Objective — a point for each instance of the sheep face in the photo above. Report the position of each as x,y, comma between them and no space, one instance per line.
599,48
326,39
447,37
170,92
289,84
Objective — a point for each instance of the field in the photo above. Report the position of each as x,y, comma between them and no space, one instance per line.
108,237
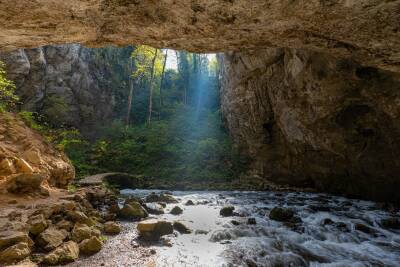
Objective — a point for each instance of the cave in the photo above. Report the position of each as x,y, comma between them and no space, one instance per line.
284,115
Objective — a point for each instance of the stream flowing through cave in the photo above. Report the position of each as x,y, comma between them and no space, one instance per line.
329,231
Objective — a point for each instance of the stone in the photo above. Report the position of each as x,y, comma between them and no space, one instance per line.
90,246
189,203
154,208
251,221
166,198
391,223
37,224
153,229
9,238
22,166
67,252
25,183
64,224
82,231
176,210
51,238
7,167
227,211
181,228
281,214
15,253
133,210
112,228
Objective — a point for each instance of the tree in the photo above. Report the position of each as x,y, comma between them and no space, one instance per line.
151,88
162,82
7,97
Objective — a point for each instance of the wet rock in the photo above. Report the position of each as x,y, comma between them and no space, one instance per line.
133,210
318,208
15,253
220,235
154,208
227,211
90,246
281,214
364,228
327,221
65,253
51,238
25,183
181,228
251,221
64,224
112,228
9,238
234,222
189,203
176,210
391,223
82,231
153,229
200,232
37,224
161,198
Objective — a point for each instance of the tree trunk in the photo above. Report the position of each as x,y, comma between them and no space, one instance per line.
161,84
130,96
151,89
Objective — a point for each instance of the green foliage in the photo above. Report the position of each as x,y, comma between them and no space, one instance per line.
7,97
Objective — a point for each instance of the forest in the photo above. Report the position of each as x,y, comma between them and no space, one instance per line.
170,131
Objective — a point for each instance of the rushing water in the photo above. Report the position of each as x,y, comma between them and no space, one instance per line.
315,241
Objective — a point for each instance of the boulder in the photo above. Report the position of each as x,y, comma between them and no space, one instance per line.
281,214
82,231
112,228
15,253
153,197
227,211
176,210
154,208
90,246
65,253
181,228
51,238
25,183
9,238
391,223
64,224
189,203
37,224
23,166
133,210
153,229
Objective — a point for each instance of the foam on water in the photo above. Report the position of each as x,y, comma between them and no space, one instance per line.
272,243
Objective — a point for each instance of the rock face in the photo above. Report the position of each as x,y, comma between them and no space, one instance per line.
69,84
368,29
310,119
27,161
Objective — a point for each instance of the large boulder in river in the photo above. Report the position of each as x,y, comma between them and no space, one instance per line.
112,228
166,198
51,238
153,229
90,246
25,183
227,211
281,214
176,210
133,210
9,238
65,253
15,253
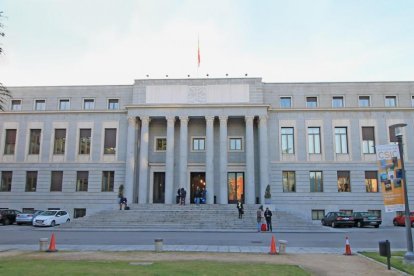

AIM OF THE EXERCISE:
Rewrite every entry above, replacing "in the photo above" with "in the picture above" and keeping everything else the same. Leave the pictures out of your answer.

THE ANSWER:
Objective — a point for each instance of the sheep face in the picture above. Report the position of each as x,y, comma between them and no space, one instance per line.
599,48
326,39
447,37
170,92
289,84
Objective — a point for each instance of the field in the picture above. Report the position of each as x,y, comma between them and no space, one instance per line.
108,237
Objective — a point for each instance of the cave in the picture above. Report the position of each as x,y, comma between them and no space, one instance per line.
284,115
Objective — a point for each instance of the stream flowing through cave in the picture above. Report the position of each as x,y, comma between them and no space, one instance per line.
329,231
Objective — a point for each instance of the stone in the picture above. Report the position of each as x,y, comma between them and no space, one instance per line.
90,246
189,203
154,208
251,221
166,198
391,223
37,224
153,229
9,238
22,166
67,252
25,183
64,224
82,231
176,210
51,238
7,167
227,211
181,228
281,214
15,253
133,210
112,228
Objective — a point for each instance of the tree in the picture above. Report the position of each as x,y, comma between them and no space, one instance per line.
151,88
162,82
7,97
Objective — a point for each instance of the wet rock in the picture above. Report the position of each as x,y, comma between them and no space, one instance per line.
133,210
318,208
15,253
220,235
154,208
227,211
90,246
281,214
364,228
327,221
65,253
51,238
25,183
181,228
251,221
64,224
112,228
9,238
234,222
189,203
176,210
391,223
82,231
153,229
200,232
37,224
161,198
Objective — a point for each instance of the tree trunk in the picture above. Report the position of each as x,y, comma between them and no space, one instance per line.
161,84
130,96
151,89
Objective — a point for each instance of the green foliage in the picture above. Report the position of each as x,y, comma between them and no space, one instance per line.
7,97
Objective — a point for each instance of the forest in the picture above. Report the position of each as x,y, comma between them and no space, one instance per line.
170,131
Objective — a point for each instance of the rushing water in the picture above. Report the position of each as x,y, comma between them and no space, one instance per line.
315,241
Objective — a point for each instance of the boulder in the picture above. Report the position of each as x,y, comma between them and no space, one instance per line.
281,214
82,231
112,228
15,253
153,197
227,211
176,210
154,208
90,246
65,253
181,228
51,238
25,183
9,238
391,223
64,224
189,203
37,224
23,166
133,210
153,229
Objective — a point for each instance of the foam on water in the picture above. Report the position of each as x,y, comma between them and no space, one instance per line.
272,243
Objective — a point for each instance of the rock face in the picture above. Report the position of each as x,y, comma between them and no space, one instance per line.
69,84
368,29
310,119
27,161
Objective — a point for each instance of the large boulder in river in the picture above. Report the position of each as x,y, comma between them and no space, one instance per line.
112,228
166,198
51,238
153,229
90,246
25,183
227,211
281,214
176,210
133,210
9,238
65,253
15,253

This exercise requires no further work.